## RECORDS SHOWN

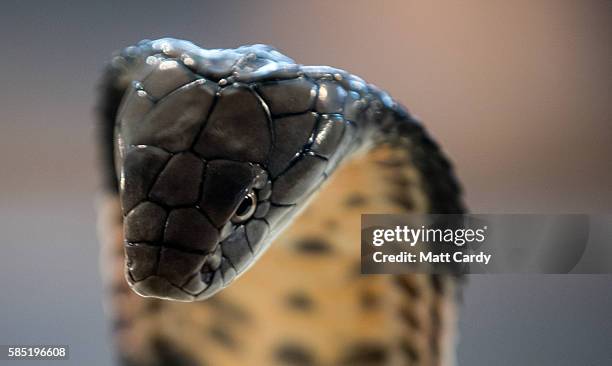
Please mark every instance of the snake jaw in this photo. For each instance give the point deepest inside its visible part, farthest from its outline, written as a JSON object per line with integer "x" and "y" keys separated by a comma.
{"x": 194, "y": 139}
{"x": 182, "y": 238}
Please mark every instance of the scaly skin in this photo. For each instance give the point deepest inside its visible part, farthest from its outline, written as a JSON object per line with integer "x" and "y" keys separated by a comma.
{"x": 251, "y": 120}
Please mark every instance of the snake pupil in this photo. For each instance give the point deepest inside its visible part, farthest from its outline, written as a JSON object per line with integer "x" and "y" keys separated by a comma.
{"x": 246, "y": 208}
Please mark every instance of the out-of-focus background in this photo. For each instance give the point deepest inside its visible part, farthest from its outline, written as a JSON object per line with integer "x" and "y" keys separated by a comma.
{"x": 519, "y": 93}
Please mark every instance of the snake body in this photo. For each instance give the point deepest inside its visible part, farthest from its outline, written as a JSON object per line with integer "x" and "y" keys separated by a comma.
{"x": 215, "y": 152}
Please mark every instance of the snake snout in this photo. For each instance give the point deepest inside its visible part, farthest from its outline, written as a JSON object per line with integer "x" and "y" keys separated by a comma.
{"x": 181, "y": 214}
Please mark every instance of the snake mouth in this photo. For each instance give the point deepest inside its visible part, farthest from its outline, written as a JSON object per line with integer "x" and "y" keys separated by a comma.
{"x": 174, "y": 278}
{"x": 181, "y": 274}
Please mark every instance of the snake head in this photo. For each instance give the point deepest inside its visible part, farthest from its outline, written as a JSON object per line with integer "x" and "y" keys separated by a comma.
{"x": 210, "y": 170}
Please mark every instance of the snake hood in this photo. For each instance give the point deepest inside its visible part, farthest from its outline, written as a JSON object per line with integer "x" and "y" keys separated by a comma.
{"x": 216, "y": 150}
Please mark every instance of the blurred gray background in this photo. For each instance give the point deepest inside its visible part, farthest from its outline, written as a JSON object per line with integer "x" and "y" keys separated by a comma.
{"x": 519, "y": 93}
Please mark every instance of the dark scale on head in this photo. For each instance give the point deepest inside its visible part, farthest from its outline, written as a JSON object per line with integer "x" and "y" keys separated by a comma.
{"x": 212, "y": 156}
{"x": 294, "y": 354}
{"x": 313, "y": 246}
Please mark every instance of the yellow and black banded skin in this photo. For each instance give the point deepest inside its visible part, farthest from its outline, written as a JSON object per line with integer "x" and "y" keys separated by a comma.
{"x": 304, "y": 302}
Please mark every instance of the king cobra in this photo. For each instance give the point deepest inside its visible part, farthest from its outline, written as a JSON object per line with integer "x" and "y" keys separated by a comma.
{"x": 234, "y": 182}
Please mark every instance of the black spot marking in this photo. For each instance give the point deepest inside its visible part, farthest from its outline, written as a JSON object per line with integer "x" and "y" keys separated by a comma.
{"x": 300, "y": 301}
{"x": 331, "y": 224}
{"x": 438, "y": 283}
{"x": 124, "y": 360}
{"x": 409, "y": 317}
{"x": 400, "y": 180}
{"x": 402, "y": 199}
{"x": 407, "y": 286}
{"x": 409, "y": 351}
{"x": 393, "y": 162}
{"x": 356, "y": 200}
{"x": 166, "y": 353}
{"x": 219, "y": 334}
{"x": 312, "y": 245}
{"x": 120, "y": 323}
{"x": 295, "y": 355}
{"x": 366, "y": 353}
{"x": 369, "y": 300}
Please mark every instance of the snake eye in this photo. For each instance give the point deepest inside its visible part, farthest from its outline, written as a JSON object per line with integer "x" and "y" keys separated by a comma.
{"x": 246, "y": 208}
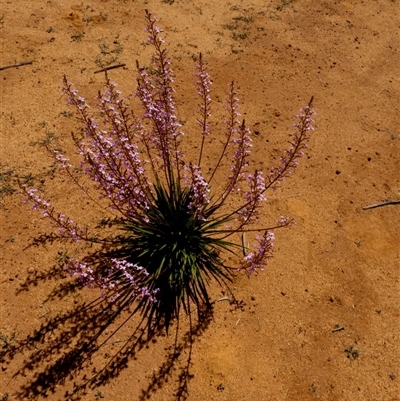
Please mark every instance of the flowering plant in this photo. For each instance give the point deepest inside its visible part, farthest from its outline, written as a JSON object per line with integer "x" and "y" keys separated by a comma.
{"x": 172, "y": 232}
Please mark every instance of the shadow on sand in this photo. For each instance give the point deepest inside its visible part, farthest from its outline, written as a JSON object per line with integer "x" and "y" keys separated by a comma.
{"x": 68, "y": 349}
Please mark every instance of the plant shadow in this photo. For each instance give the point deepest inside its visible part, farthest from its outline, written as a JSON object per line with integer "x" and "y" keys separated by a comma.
{"x": 72, "y": 349}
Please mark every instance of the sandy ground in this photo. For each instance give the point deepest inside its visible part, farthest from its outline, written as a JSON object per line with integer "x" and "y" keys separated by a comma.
{"x": 338, "y": 267}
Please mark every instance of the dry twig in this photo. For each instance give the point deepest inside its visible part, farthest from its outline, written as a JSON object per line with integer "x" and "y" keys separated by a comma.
{"x": 16, "y": 65}
{"x": 388, "y": 202}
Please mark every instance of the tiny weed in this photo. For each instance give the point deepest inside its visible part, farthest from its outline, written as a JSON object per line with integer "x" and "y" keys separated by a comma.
{"x": 352, "y": 352}
{"x": 7, "y": 340}
{"x": 239, "y": 36}
{"x": 62, "y": 258}
{"x": 77, "y": 37}
{"x": 67, "y": 114}
{"x": 46, "y": 141}
{"x": 246, "y": 20}
{"x": 6, "y": 176}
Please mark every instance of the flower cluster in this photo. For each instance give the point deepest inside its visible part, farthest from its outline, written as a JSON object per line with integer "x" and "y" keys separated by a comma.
{"x": 172, "y": 231}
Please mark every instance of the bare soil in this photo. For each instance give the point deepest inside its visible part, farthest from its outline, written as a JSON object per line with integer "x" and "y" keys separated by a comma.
{"x": 322, "y": 321}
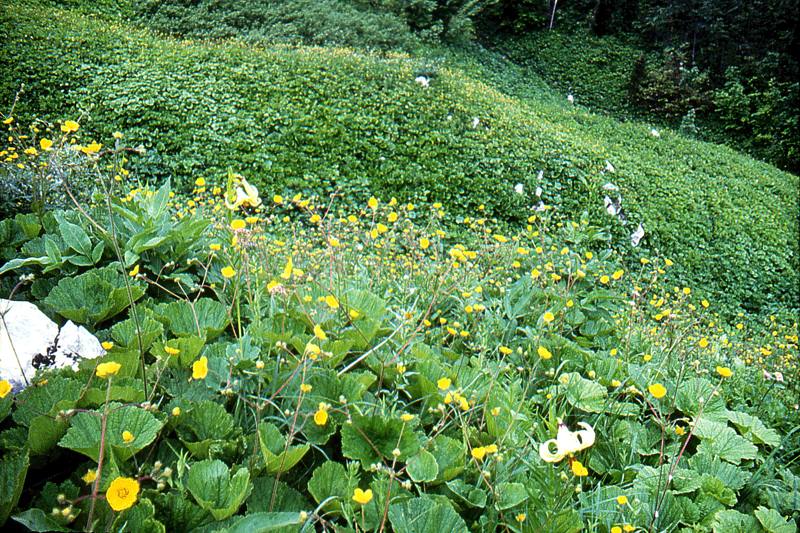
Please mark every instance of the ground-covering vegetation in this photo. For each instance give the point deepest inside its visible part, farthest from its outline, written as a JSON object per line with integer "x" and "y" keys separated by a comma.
{"x": 378, "y": 288}
{"x": 283, "y": 362}
{"x": 325, "y": 120}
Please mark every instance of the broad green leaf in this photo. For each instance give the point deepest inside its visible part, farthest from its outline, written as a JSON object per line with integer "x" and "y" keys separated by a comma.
{"x": 215, "y": 490}
{"x": 371, "y": 439}
{"x": 752, "y": 428}
{"x": 509, "y": 495}
{"x": 425, "y": 515}
{"x": 139, "y": 518}
{"x": 582, "y": 393}
{"x": 278, "y": 458}
{"x": 84, "y": 433}
{"x": 772, "y": 521}
{"x": 36, "y": 520}
{"x": 728, "y": 446}
{"x": 267, "y": 523}
{"x": 422, "y": 467}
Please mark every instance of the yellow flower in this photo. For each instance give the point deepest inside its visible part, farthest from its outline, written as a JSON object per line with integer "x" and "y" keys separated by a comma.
{"x": 122, "y": 493}
{"x": 567, "y": 442}
{"x": 362, "y": 497}
{"x": 287, "y": 269}
{"x": 171, "y": 351}
{"x": 657, "y": 390}
{"x": 89, "y": 476}
{"x": 578, "y": 469}
{"x": 478, "y": 452}
{"x": 321, "y": 416}
{"x": 70, "y": 126}
{"x": 724, "y": 371}
{"x": 200, "y": 368}
{"x": 105, "y": 370}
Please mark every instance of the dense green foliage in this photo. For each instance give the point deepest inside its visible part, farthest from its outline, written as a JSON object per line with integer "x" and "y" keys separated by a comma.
{"x": 331, "y": 120}
{"x": 724, "y": 70}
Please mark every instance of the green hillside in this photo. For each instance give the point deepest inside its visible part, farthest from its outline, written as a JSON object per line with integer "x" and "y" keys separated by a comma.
{"x": 325, "y": 119}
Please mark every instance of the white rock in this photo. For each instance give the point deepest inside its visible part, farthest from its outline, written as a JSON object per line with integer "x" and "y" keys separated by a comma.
{"x": 75, "y": 343}
{"x": 26, "y": 336}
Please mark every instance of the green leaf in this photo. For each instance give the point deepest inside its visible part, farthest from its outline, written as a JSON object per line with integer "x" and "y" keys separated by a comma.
{"x": 269, "y": 495}
{"x": 84, "y": 433}
{"x": 44, "y": 433}
{"x": 582, "y": 393}
{"x": 266, "y": 523}
{"x": 93, "y": 296}
{"x": 205, "y": 318}
{"x": 277, "y": 456}
{"x": 510, "y": 495}
{"x": 372, "y": 439}
{"x": 37, "y": 520}
{"x": 425, "y": 515}
{"x": 772, "y": 521}
{"x": 13, "y": 469}
{"x": 423, "y": 467}
{"x": 215, "y": 490}
{"x": 728, "y": 446}
{"x": 139, "y": 518}
{"x": 754, "y": 429}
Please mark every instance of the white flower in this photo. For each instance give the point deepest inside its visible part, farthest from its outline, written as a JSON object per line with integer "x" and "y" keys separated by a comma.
{"x": 567, "y": 442}
{"x": 637, "y": 235}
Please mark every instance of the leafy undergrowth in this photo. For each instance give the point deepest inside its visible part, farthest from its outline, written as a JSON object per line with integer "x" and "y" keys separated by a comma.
{"x": 284, "y": 362}
{"x": 321, "y": 120}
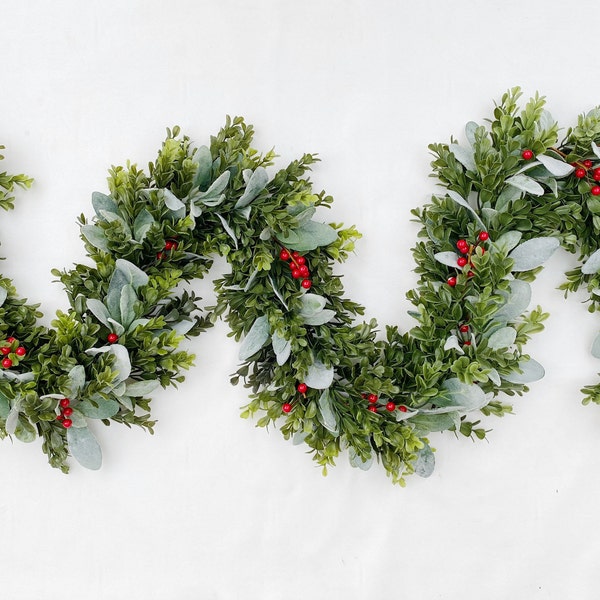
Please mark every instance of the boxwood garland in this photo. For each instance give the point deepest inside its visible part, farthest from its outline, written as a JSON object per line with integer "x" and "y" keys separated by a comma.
{"x": 510, "y": 195}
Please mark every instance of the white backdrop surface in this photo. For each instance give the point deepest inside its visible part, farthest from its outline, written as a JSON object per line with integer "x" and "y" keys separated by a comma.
{"x": 211, "y": 507}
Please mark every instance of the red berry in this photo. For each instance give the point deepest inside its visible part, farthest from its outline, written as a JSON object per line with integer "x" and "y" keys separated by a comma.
{"x": 527, "y": 154}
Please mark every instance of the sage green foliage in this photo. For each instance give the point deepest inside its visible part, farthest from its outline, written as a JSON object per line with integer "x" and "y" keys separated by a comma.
{"x": 223, "y": 199}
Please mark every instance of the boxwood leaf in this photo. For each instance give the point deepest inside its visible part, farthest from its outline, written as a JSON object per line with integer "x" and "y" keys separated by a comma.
{"x": 533, "y": 253}
{"x": 84, "y": 447}
{"x": 255, "y": 339}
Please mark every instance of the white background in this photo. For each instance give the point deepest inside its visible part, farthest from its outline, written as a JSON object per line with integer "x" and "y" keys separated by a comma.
{"x": 211, "y": 507}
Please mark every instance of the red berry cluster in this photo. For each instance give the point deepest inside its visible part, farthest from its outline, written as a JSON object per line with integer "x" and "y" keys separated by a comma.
{"x": 465, "y": 248}
{"x": 11, "y": 346}
{"x": 298, "y": 266}
{"x": 65, "y": 412}
{"x": 170, "y": 245}
{"x": 582, "y": 172}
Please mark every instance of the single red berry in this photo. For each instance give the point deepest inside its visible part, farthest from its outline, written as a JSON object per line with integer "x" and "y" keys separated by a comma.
{"x": 527, "y": 154}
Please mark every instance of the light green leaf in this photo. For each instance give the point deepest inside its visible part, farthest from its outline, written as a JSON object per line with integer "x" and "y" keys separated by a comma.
{"x": 425, "y": 462}
{"x": 526, "y": 184}
{"x": 502, "y": 338}
{"x": 328, "y": 418}
{"x": 318, "y": 376}
{"x": 592, "y": 264}
{"x": 533, "y": 253}
{"x": 95, "y": 236}
{"x": 309, "y": 236}
{"x": 256, "y": 184}
{"x": 531, "y": 370}
{"x": 255, "y": 339}
{"x": 84, "y": 447}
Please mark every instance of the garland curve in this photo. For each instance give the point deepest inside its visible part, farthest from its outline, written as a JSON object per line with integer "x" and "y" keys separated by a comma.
{"x": 511, "y": 195}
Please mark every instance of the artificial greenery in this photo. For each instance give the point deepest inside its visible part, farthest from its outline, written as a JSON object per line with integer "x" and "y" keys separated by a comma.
{"x": 509, "y": 196}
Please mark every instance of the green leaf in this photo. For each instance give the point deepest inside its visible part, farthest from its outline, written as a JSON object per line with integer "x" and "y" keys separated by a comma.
{"x": 319, "y": 376}
{"x": 328, "y": 418}
{"x": 533, "y": 253}
{"x": 531, "y": 370}
{"x": 255, "y": 339}
{"x": 309, "y": 236}
{"x": 526, "y": 184}
{"x": 256, "y": 184}
{"x": 103, "y": 203}
{"x": 592, "y": 264}
{"x": 84, "y": 447}
{"x": 502, "y": 338}
{"x": 425, "y": 462}
{"x": 142, "y": 224}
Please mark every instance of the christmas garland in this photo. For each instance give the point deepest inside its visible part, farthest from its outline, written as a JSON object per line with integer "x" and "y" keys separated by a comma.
{"x": 510, "y": 196}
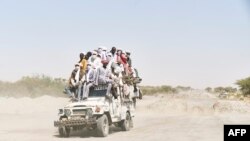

## ACTION ITEM
The last line of the entries marks the end, and the line with "Please mark every instance of the christmas" marks the start. Output exactly those two lines and every line between them, nothing else, with the pictures left out.

## RESPONSE BELOW
Please mark every instance of the christmas garland in this photo. For each instance give the point deepest inside its visible part, farthest from its outline, written as a JSON object per line with integer "x" and "y" keys separated by a comma.
{"x": 510, "y": 196}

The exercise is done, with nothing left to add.